Material provided>
((
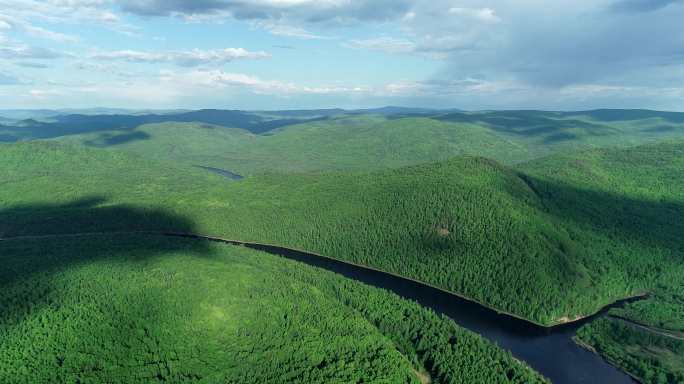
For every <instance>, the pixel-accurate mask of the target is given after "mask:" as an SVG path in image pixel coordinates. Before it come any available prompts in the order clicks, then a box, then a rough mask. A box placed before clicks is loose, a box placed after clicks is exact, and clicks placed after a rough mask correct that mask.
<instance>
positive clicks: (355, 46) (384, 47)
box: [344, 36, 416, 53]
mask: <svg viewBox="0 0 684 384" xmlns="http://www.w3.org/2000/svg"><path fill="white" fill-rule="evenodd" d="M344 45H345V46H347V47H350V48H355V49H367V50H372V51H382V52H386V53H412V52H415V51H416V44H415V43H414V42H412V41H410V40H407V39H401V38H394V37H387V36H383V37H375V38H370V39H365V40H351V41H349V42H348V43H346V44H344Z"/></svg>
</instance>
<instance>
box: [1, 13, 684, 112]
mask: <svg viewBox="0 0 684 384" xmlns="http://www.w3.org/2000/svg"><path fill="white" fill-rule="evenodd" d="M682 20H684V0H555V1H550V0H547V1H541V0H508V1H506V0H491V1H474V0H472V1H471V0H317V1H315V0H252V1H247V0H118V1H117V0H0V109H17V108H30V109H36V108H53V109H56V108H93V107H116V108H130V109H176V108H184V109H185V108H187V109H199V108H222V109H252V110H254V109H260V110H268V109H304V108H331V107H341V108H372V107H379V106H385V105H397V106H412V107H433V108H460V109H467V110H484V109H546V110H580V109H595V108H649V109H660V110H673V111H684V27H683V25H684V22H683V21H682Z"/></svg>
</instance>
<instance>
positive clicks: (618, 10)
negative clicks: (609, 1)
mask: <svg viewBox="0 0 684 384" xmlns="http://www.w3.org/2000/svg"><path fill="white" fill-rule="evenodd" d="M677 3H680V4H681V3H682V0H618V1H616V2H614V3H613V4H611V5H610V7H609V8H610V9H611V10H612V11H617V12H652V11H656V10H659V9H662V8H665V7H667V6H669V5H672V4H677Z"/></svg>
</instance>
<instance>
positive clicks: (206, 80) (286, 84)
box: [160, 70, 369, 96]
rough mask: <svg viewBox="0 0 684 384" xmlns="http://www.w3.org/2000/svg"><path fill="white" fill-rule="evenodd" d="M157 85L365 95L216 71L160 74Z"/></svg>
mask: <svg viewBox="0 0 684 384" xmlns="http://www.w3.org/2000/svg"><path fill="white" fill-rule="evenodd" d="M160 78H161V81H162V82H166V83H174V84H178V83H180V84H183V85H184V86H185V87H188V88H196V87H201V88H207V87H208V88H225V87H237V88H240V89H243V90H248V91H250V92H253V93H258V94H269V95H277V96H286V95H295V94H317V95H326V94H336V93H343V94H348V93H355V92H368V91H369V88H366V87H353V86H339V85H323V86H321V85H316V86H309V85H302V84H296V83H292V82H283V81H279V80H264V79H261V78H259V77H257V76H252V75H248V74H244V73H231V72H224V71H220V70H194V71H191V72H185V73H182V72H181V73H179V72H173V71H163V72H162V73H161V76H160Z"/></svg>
))
((
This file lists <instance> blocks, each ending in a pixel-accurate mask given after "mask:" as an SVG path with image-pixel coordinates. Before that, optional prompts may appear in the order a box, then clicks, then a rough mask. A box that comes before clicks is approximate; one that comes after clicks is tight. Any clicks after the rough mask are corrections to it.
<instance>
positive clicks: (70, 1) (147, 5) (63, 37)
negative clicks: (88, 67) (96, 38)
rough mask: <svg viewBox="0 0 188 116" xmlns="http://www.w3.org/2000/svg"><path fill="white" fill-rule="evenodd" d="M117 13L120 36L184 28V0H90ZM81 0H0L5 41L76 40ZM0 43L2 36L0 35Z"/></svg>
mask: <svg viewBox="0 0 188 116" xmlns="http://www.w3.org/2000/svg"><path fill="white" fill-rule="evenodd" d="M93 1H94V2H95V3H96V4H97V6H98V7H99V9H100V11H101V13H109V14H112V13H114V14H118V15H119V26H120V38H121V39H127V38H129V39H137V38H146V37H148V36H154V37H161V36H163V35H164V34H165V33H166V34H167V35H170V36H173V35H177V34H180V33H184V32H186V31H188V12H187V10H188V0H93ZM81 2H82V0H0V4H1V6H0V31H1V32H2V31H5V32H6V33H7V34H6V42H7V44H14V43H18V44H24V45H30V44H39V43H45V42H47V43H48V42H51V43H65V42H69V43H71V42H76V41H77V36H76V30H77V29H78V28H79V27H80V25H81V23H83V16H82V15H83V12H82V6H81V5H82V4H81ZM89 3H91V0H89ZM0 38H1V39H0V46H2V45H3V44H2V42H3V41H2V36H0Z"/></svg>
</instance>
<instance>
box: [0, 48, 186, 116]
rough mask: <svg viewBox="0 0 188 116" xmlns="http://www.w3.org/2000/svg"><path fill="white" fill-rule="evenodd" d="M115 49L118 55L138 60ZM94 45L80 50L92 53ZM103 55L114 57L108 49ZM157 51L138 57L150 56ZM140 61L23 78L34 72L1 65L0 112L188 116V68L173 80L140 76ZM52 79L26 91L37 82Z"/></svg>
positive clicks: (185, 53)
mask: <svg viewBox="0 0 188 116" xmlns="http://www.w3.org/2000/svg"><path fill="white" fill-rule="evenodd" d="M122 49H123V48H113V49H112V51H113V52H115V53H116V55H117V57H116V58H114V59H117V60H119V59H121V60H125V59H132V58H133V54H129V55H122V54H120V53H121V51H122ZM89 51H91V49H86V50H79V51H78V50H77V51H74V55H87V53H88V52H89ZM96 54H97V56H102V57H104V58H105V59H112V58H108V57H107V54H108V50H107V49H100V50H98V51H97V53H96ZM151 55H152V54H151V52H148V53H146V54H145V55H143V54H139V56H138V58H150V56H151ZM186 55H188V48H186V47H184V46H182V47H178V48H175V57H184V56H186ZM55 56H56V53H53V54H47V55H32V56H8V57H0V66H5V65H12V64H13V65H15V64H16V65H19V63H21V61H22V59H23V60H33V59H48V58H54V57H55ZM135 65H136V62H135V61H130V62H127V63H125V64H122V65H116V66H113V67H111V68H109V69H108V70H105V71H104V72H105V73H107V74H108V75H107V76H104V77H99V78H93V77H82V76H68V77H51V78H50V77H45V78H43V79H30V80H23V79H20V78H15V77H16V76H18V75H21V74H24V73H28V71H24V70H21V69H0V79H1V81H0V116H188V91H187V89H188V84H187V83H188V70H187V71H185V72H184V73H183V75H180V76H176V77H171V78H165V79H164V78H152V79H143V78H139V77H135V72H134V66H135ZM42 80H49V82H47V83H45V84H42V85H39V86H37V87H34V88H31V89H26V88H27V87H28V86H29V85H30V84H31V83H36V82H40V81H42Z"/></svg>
))
What you will do> How many lines in the records above contain the string "negative"? Reply with the number alone.

Response box> 2